» **Selected excerpt**
Wendy Sielaff isn’t acting when she interacts with patients at Kellogg Eye Center, but she believes it is her experience on the stage since high school that helps her make the people she serves more comfortable.
Sielaff, an outpatient clerk at U-M for the past seven years, says involvement in community theater has made her more outgoing and able to engage in conversation with people she does not know.
“It’s a kind of friendly, idle chit-chat that helps put patients at ease,” Sielaff says. “Sometimes patients appreciate when someone says something nice and friendly or offers a cute anecdote.”
By day Sielaff greets patients in the Ophthalmology Clinic at Kellogg. By night she performs, serves on the stage crew or runs the show at Ann Arbor Civic Theatre. This month Sielaff is directing the Broadway and feature film success, “Chicago.” She says Civic decided more than a year ago to produce the show, quite a while after its successful run on Broadway, but well before the movie version became a box office smash.
“We would just like to thank Hollywood for all of the hype,” she says with a laugh. “All of a sudden Chicago’ became hot, and we already had it.”
The Sept. 11-14 production is the fourth Sielaff has directed for Civic. “It’s so wonderful to see your vision come to life on the stage,” she says.
Sielaff acknowledges her approach to directing is not conventional. She prides herself on creating a work that is out of the ordinary, from the uniqueness of sets designed by sophisticated CAD equipment, to the casting of people who aren’t necessarily everyone else’s vision of a character.

» **Material provided**

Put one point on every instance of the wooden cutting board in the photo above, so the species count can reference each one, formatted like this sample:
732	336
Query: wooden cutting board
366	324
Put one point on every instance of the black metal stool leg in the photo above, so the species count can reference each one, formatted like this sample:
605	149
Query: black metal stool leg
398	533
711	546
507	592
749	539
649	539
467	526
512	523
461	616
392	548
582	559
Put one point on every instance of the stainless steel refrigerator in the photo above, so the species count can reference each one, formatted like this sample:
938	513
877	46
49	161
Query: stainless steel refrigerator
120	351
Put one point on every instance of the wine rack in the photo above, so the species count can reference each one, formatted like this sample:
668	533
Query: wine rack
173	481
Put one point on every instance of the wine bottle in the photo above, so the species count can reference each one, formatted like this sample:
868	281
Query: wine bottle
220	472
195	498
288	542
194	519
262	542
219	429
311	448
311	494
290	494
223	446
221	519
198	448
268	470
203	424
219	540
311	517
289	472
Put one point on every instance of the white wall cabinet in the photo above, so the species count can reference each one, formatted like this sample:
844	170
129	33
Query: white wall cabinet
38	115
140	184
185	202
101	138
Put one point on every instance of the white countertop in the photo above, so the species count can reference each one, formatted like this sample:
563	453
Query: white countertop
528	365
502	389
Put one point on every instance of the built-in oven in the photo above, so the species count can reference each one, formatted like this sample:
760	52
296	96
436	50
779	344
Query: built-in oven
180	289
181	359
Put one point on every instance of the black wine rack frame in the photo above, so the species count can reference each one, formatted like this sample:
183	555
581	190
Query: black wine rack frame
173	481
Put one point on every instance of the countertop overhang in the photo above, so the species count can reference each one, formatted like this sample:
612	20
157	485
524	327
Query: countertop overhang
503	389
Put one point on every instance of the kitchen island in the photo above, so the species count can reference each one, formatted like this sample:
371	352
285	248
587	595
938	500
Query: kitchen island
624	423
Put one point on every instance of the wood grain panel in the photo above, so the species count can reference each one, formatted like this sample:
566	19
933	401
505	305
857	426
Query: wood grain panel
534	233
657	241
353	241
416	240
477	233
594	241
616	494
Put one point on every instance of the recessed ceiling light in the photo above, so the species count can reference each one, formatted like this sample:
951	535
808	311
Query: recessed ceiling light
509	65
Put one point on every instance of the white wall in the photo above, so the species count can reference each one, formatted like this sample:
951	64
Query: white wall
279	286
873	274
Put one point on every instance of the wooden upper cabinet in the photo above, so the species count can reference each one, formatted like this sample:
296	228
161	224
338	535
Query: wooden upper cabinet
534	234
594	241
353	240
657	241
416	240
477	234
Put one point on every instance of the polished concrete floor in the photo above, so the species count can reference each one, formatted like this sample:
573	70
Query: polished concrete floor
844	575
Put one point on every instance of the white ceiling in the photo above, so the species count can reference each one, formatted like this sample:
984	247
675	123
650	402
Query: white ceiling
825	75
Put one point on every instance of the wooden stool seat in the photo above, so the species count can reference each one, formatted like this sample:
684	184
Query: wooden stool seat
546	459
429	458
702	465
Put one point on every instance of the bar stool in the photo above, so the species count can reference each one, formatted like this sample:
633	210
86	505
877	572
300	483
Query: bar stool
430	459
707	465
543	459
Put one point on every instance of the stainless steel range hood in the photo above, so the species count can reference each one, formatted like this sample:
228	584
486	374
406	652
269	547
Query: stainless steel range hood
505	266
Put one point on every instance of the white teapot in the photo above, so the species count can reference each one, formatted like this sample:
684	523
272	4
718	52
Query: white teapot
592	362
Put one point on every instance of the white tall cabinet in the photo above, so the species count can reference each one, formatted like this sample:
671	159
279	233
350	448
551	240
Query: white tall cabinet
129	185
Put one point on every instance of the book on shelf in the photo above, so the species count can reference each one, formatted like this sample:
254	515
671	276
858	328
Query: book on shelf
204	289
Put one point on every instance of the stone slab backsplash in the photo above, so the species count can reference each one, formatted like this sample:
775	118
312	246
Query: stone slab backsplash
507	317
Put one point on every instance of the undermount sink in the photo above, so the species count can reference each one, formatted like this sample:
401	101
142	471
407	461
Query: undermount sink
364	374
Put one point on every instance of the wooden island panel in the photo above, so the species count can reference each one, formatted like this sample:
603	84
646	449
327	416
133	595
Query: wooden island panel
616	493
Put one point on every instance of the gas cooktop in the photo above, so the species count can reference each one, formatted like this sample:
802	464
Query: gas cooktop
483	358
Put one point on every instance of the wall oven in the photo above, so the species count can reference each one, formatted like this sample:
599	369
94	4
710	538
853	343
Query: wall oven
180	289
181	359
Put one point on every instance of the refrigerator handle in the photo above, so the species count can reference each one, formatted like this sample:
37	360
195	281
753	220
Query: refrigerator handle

» **Check your understanding**
- A) In the article about Wendy Sielaff, condense the paragraph beginning "By day Sielaff greets patients" into a short bulleted list that keeps its main facts.
- B) According to the article about Wendy Sielaff, how long has she worked as an outpatient clerk at U-M?
- C) Continue the article about Wendy Sielaff from its last sentence.

» **Results for each task**
- A)
- By day, Sielaff greets patients in the Ophthalmology Clinic at Kellogg.
- By night, she performs, works on stage crew or runs shows at Ann Arbor Civic Theatre.
- This month she is directing "Chicago."
- Civic chose the show more than a year ago, long after its Broadway run but before the movie became a box office hit.

- B) Seven years.

- C)
“That’s something I really like to do, to cast the underdog or do something that’s not expected,” she says. “It’s fun for the community because this is community theater for heaven’s sake, it’s not Broadway.”
At the same time, Sielaff says the level of professionalism in the cast and crew, many of whom are faculty, staff or students at U-M, is outstanding. Sielaff says she often finds herself recruiting people through her work at the University.
“You’re always on the lookout for somebody who would like to become involved in theater,” she says. “My lighting designer is an astrophysicist here (at U-M). My producer is a lawyer—a prosecuting attorney. It’s such a broad walk of people who come together with the same common bond of theater. You think: How can you have anything in common with these people? But you put us in a theater on a stage, in a rehearsal studio, and we’re all one.”